**WORK INSTRUCTION**
In the entries that follow, how many lines hold "below"? Nothing but the number is expected.

====== INFORMATION ======

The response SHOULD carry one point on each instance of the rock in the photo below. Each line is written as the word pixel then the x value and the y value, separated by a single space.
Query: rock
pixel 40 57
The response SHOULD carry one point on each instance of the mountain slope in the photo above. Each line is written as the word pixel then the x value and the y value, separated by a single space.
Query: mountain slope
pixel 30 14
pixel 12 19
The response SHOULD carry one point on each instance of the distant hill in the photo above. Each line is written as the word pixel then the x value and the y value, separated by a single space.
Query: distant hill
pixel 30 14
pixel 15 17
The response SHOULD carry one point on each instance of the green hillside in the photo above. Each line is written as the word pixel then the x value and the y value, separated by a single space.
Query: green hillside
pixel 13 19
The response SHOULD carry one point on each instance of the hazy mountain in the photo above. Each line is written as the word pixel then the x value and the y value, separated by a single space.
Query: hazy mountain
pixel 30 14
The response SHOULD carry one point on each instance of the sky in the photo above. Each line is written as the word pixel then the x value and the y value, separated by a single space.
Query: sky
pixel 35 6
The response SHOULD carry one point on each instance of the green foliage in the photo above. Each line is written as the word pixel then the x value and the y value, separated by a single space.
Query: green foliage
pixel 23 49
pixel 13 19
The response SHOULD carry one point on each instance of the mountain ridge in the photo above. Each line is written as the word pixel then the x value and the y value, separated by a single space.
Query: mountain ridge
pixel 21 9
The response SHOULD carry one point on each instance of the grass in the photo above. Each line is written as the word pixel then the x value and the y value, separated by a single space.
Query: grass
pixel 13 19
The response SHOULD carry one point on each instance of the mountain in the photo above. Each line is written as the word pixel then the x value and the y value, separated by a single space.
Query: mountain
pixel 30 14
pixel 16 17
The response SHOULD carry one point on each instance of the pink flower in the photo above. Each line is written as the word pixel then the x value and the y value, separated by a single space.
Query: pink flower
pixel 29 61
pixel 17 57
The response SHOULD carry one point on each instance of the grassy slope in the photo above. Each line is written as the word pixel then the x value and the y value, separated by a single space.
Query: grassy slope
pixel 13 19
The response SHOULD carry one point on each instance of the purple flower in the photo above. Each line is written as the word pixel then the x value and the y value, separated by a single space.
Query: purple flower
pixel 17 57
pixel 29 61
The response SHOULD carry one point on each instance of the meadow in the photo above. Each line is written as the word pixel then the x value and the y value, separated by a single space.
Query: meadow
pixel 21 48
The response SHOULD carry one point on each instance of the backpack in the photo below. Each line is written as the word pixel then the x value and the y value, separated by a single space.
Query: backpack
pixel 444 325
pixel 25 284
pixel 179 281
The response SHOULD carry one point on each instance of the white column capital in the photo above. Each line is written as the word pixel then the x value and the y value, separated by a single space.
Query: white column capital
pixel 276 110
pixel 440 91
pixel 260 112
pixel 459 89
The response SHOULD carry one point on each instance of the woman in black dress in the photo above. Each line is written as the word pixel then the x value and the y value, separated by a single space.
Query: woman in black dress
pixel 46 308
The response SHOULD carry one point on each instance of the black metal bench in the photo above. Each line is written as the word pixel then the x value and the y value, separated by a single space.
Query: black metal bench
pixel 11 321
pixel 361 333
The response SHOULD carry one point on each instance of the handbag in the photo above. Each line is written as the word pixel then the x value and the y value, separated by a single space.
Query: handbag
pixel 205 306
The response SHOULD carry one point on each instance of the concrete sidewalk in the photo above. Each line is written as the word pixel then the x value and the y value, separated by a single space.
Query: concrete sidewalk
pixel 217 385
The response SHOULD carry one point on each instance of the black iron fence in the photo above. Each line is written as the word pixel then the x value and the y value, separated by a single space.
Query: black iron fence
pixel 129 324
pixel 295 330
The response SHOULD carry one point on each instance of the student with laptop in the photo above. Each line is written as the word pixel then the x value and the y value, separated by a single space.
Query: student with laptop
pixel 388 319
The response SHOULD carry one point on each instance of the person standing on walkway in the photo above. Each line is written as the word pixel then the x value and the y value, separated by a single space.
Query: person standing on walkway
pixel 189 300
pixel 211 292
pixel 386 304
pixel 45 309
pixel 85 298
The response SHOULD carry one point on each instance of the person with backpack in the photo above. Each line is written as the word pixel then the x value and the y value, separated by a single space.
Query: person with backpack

======

**YOUR SOLUTION**
2